"Grają we Francji, ale wszyscy pochodzą z Angoli [...] Jego matka jest Nigeryjką, a ojciec Kameruńczykiem, ale w dokumentach wpisane ma Francja" - m.in. takie wersy były w przyśpiewce, którą Enzo Fernandez świętował triumf swojej reprezentacji podczas tegorocznego Copa America.
Nagranie bardzo szybko odbiło się szerokim echem. Nie trzeba było długo czekać, aż skargę do FIFA w tej sprawie złożyła francuska federacja. Zareagowała również Chelsea, wydając specjalne oświadczenie.
"Chelsea Football Club uważa wszelkie formy dyskryminacji za całkowicie niedopuszczalne. Jesteśmy dumni, że jesteśmy otwartym klubem, gdzie ludzie z różnych kultur, społeczności i tożsamości są mile widziani" - można było przeczytać w stanowisku klubu.
ZOBACZ WIDEO: #dziejesiewsporcie: jak się żegnać, to z przytupem. Klopp nieźle zaszalał!
Sam Enzo również przeprosił, zarówno publicznie, jak i kolegów z szatni, którą dzieli z wieloma czarnoskórymi zawodnikami. Jak informował "The Telegraph", Argentyńczyk rozesłał do wszystkich specjalną wiadomość z przeprosinami.
Spora część piłkarzy "The Blues" wzięła bowiem wybryk Fernandeza bardzo do serca. 10 z nich odobserwowało już go na Instagramie w tym wszyscy reprezentanci Francji obecni w klubie, a także Armando Broja, Romeo Lavia oraz David Datro Fofana. Ten ostatni także publicznie skrytykował Argentyńczyka.

→ WYMAGANIA ĆWICZENIA:
**a)** Kto według tekstu o przyśpiewce Enzo Fernandeza złożył skargę do FIFA?
**b)** Wypisz wszystkich piłkarzy, których tekst o przyśpiewce Enzo Fernandeza wymienia z imienia i nazwiska jako tych, którzy przestali go obserwować na Instagramie.
**c)** Napisz dalszy ciąg tekstu o przyśpiewce Enzo Fernandeza, zaczynając od miejsca, w którym się kończy.

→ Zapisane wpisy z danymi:
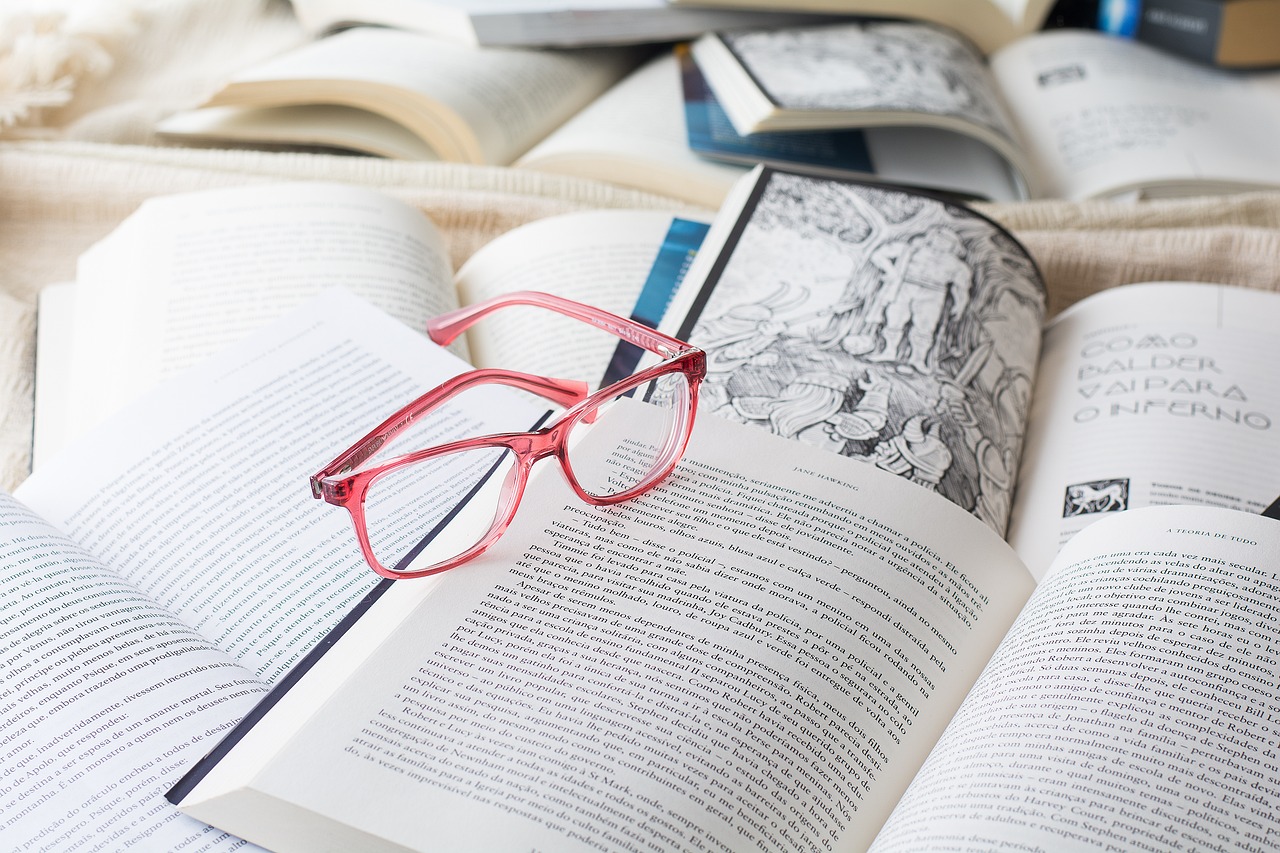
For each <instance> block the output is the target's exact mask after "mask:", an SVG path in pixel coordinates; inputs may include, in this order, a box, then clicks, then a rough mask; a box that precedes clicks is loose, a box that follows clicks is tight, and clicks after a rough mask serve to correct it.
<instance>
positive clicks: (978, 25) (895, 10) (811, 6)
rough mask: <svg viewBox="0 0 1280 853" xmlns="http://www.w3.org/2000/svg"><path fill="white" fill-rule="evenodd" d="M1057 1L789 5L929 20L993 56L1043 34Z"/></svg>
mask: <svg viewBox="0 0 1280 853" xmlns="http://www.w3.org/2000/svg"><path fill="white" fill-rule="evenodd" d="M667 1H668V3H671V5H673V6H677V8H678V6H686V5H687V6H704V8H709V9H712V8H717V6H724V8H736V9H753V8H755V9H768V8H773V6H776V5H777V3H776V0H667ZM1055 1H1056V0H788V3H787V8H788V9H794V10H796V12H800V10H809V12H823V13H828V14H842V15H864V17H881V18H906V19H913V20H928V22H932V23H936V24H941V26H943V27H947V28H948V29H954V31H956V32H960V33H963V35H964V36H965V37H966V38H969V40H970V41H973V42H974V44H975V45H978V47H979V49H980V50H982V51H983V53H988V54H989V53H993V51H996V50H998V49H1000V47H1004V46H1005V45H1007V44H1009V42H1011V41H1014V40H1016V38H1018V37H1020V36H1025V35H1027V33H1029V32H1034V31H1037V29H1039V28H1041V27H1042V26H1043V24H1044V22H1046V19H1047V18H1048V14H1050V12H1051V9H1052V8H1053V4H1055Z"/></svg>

→ ODPOWIEDZI DO ZADAŃ:
**a)** Francuska federacja.

**b)** Armando Broja, Romeo Lavia, David Datro Fofana

**c)**
"Rasizm we wszystkich jego postaciach powinien zostać potępiony w najostrzejszy możliwy sposób. Na takie zachowania nie ma miejsca ani w piłce nożnej, ani w żadnym innym miejscu" - przekazał za pośrednictwem swojego Instagrama.
Z kolei w obronę kolegę z drużyny wziął chociażby pochodzący z Senegalu Nicolas Jackson, który opublikował video, na którym Fernandez bawi się z małym czarnoskórym chłopcem w koszulce Chelsea.
Z kolei zdaniem byłego reprezentanta Anglii, Darrena Benta, Fernandez może już nie odbudować swojej pozycji w szatni.
- Nawet jeśli stanie tam przed swoimi kolegami z Chelsea i powie: "Jest mi bardzo przykro z powodu tego, co zrobiłem", oni nigdy już nie spojrzą na niego tak samo - powiedział w rozmowie z talkSPORT.
- w tak swobodnej atmosferze, przy takiej łatwości z jaką to śpiewał, jego koledzy z drużyny nigdy już nie zaufają mu tak samo - twierdzi Bent.